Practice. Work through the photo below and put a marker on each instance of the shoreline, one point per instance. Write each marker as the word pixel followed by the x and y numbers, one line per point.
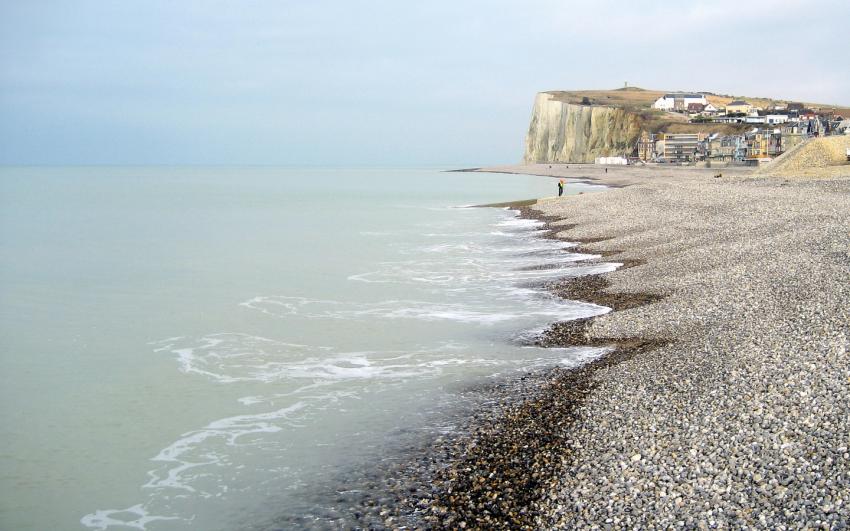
pixel 726 401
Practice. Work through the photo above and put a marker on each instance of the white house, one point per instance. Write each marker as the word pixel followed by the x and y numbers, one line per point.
pixel 678 101
pixel 776 118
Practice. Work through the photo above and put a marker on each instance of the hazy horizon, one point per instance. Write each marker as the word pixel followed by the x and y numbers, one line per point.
pixel 374 84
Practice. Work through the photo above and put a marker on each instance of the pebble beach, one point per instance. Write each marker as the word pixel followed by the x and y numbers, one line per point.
pixel 724 401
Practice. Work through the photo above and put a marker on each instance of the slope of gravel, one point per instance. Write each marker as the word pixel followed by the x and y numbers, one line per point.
pixel 744 419
pixel 817 157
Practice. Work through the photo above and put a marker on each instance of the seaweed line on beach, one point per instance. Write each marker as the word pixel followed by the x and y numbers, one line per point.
pixel 505 466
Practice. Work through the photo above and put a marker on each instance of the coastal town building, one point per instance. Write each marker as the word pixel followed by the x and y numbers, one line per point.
pixel 678 101
pixel 738 107
pixel 775 118
pixel 681 147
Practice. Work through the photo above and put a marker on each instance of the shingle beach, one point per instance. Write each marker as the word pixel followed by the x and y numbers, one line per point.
pixel 738 413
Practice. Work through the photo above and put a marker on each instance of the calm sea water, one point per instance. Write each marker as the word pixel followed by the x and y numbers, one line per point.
pixel 197 348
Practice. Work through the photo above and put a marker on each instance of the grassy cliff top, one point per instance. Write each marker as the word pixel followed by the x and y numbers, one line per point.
pixel 638 99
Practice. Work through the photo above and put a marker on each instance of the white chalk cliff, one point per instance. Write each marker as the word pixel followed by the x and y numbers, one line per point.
pixel 565 132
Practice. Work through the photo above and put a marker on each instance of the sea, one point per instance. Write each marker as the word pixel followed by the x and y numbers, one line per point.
pixel 214 348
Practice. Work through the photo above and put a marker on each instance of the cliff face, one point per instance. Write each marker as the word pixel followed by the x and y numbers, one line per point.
pixel 564 132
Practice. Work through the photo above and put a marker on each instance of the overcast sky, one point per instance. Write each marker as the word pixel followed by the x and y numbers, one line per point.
pixel 320 82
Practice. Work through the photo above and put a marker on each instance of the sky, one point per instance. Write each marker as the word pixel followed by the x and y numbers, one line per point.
pixel 373 82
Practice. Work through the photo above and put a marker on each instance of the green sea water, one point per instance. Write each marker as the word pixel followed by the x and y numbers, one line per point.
pixel 197 348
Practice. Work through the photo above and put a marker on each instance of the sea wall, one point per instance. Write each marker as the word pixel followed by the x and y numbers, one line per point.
pixel 566 132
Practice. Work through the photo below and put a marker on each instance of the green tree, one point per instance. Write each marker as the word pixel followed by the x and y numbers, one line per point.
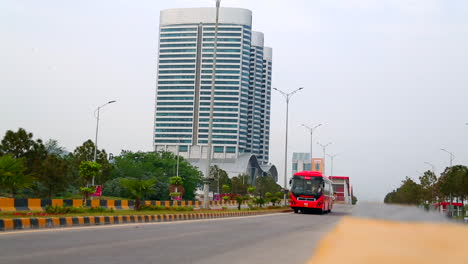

--- Instructions to follow ---
Convert the records above, from their first line through the line containing "pixel 776 118", into a JSON list of strings with one string per line. Omit blank lines and the pictures.

--- Solution ---
[
  "Practice. Work through the photo below and put a marker on each instance of the shoreline, one point per instance. Write each marker as the word pixel followed by the x and y numbers, one line per point.",
  "pixel 726 401",
  "Practice. Work through the photo above and put a marker on each instance of the white house, one point per instance. Write each marker as the word pixel followed by the x and y numbers, one line per point.",
  "pixel 678 101",
  "pixel 776 118"
]